▶ Try it
This exercise asks for an exact transcription of every entry.

▶ Recorded data
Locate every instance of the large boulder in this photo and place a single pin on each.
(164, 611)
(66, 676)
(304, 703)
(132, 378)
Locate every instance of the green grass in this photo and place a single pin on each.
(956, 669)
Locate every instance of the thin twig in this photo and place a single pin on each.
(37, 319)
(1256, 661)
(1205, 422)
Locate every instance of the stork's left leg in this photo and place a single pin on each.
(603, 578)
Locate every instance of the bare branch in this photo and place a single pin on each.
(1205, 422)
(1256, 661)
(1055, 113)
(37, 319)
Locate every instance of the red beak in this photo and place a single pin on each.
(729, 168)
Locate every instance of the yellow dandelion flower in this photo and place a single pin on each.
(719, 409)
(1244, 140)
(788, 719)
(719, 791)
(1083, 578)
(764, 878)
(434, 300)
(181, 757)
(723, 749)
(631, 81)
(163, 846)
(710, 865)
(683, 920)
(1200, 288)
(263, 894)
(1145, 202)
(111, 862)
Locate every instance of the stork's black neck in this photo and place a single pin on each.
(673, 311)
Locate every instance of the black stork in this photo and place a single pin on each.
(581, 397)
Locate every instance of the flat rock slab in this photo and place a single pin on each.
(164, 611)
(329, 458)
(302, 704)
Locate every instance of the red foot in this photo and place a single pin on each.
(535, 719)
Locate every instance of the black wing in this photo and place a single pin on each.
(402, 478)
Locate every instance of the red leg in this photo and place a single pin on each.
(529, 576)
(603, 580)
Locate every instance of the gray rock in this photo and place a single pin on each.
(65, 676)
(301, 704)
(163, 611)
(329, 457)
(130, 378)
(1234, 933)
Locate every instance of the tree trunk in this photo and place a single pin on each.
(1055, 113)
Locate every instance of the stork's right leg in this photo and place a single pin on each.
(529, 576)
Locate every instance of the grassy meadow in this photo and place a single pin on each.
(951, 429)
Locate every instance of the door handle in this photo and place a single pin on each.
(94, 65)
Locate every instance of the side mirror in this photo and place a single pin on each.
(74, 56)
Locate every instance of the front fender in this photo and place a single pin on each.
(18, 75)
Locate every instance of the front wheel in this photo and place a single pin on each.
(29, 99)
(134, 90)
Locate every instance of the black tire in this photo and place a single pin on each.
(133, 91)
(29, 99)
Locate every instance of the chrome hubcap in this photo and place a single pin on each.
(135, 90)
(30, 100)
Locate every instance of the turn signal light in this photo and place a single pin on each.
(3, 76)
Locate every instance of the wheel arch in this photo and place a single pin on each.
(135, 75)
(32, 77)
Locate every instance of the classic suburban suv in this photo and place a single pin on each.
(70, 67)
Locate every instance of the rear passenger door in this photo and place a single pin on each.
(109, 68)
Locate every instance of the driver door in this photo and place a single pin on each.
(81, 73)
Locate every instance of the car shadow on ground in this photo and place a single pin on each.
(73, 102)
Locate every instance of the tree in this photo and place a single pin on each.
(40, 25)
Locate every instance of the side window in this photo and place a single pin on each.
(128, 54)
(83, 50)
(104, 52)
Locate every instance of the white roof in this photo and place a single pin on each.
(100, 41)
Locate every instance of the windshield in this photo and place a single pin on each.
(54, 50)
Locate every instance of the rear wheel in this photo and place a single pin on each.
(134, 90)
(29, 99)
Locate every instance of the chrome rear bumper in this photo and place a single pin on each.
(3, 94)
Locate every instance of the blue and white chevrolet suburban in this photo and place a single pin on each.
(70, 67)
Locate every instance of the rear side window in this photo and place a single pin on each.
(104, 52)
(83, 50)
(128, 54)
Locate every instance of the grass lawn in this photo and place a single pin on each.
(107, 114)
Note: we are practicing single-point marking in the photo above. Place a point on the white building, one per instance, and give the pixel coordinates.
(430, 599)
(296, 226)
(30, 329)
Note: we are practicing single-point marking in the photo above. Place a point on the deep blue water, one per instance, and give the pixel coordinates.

▶ Answer section
Locate every instance of the large boulder in this photo and place a single pin on each.
(164, 611)
(66, 676)
(304, 703)
(132, 378)
Locate every instance of the green grass in this photo and place a single pin on each.
(956, 669)
Locate every instance of the thin twig in this photo and place a single pin on each.
(37, 319)
(1256, 661)
(1205, 422)
Locate every instance of the stork's left leg in this photo and place a single pin on each.
(603, 578)
Locate every instance of the bare branch in this photo and place a single pin on each.
(1205, 422)
(1256, 661)
(1055, 113)
(37, 319)
Locate every instance of the red beak in this photo and place a single pin on each.
(729, 168)
Locate every instance of the yellow dandelion flower in this photo and place a single pin on each.
(719, 409)
(1244, 140)
(788, 719)
(719, 791)
(1083, 578)
(764, 878)
(434, 300)
(181, 757)
(723, 749)
(631, 81)
(163, 846)
(710, 865)
(683, 920)
(1200, 288)
(263, 894)
(1145, 202)
(111, 862)
Locate every instance of the stork's black neck in this photo and place a single pin on each.
(673, 311)
Locate every instance of the black stork in this photo and place a single pin on each.
(581, 397)
Locate every instance of the flat rock slab in this photo and place a single pin on each.
(164, 611)
(329, 458)
(302, 704)
Locate every instance of the red foot in this photo and place a single pin on each.
(535, 719)
Locate every instance of the black wing in this photo and place a single pin on each.
(402, 478)
Locate every instance of the red leg in this photo and place a single pin on each.
(529, 576)
(603, 580)
Locate every instance of the gray rock in this photo and place a single pin on each.
(65, 676)
(301, 704)
(163, 611)
(329, 457)
(130, 378)
(1234, 933)
Locate every instance of the tree trunk in this photo and place a single pin on each.
(1055, 113)
Locate every instance of the stork's right leg in this photo and place a single pin on each.
(529, 576)
Locate every instance of the grassy meadow in this photo and place a single pin on each.
(951, 429)
Locate every instance of the door handle in this photo and place a single pin on each.
(94, 65)
Locate every instance of the side mirror in this photo and place a single pin on each.
(74, 56)
Locate every instance of the front fender in this photo and place a single pin on each.
(18, 75)
Locate every instance of the front wheel in this photo and place a single pin on each.
(29, 99)
(134, 90)
Locate every instance of the black tire in this photo and place a single pin on each.
(133, 91)
(29, 99)
Locate every instance of the chrome hubcap in this photo and place a single pin on each.
(135, 90)
(30, 100)
Locate every instance of the turn signal light in this photo and place a single pin on each.
(3, 76)
Locate every instance of the wheel arch in this photo and place a single pin on each.
(135, 75)
(32, 77)
Locate every instance of the classic suburban suv in this photo and place a single pin on each.
(70, 67)
Locate every instance of the rear passenger door in this photo and place a single pin on each.
(109, 68)
Locate every instance of the driver door in this photo and place a single pin on each.
(81, 73)
Locate every instance of the car shadow on ground in this photo and place a single pin on each.
(73, 102)
Locate every instance of the tree in this photo and place a single pin on each.
(40, 25)
Locate every instance of the side window in this photo and place a single pin on each.
(128, 54)
(83, 50)
(104, 52)
Locate every instance of the white roof in this photo and place a single pin on each.
(100, 41)
Locate every instance of the windshield in this photo and place a single pin on each.
(54, 50)
Locate every instance of the rear wheel in this photo and place a single pin on each.
(134, 90)
(29, 99)
Locate every instance of the chrome rear bumper in this photo and place a single pin on each.
(3, 94)
Locate every instance of the blue and white chevrolet suburban in this photo and place a single pin on each.
(70, 67)
Locate every instance of the rear side window in this photo and place a single pin on each.
(104, 52)
(83, 50)
(128, 54)
Locate every instance of the grass lawn in this photo and place a single pin on each.
(107, 114)
Note: we are practicing single-point marking in the photo above. Place a point on the white building, one per instance, and give the pixel coordinates.
(430, 599)
(296, 226)
(30, 329)
Note: we are practicing single-point marking in the photo above. Place a point on the deep blue water, one per instance, and give the pixel coordinates.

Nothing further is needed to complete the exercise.